**Exercise**
Can you write out the records below, beginning at the line that contains "Give bounding boxes for each backpack" and continuing through the end of the records, keeping each request as it is but raising every bounding-box coordinate by 10?

Start of Data for this task

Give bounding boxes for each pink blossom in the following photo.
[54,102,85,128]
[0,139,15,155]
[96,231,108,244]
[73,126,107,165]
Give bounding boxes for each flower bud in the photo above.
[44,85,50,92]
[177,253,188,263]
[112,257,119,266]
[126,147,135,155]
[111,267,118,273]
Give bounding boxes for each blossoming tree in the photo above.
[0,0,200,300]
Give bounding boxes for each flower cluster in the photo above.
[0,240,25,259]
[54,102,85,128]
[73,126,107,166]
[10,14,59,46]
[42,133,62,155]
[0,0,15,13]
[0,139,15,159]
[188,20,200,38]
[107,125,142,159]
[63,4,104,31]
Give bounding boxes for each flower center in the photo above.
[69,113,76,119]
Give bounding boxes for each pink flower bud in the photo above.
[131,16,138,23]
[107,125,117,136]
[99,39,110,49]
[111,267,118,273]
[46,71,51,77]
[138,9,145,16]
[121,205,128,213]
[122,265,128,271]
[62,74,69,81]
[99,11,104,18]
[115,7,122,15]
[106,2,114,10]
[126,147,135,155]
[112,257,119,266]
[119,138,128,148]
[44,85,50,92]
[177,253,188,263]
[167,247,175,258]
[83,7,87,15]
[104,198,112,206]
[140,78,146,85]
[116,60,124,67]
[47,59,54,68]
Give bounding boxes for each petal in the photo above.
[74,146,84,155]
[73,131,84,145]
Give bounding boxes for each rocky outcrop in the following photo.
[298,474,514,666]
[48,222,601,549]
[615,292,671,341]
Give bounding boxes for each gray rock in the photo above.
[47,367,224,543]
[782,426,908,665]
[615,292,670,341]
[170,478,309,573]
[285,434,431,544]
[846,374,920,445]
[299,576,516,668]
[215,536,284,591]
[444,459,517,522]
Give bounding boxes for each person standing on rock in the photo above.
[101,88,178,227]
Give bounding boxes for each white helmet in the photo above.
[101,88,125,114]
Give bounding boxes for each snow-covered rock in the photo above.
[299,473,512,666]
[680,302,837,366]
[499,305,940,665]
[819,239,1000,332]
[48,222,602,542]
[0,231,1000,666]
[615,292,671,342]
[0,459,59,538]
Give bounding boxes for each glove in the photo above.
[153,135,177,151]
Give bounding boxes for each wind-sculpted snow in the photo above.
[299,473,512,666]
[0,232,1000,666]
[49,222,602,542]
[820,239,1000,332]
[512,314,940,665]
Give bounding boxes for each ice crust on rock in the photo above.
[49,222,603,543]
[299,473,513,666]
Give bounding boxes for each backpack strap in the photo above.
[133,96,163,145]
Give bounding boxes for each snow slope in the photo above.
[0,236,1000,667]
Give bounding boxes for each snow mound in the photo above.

End of Data for this task

**Result of this exercise**
Give bounding boxes for each backpack strap in the photo above.
[143,106,173,155]
Give bounding boxes for each snow slope in the photo above.
[10,246,1010,677]
Give bounding boxes for each snow mound in the photo above.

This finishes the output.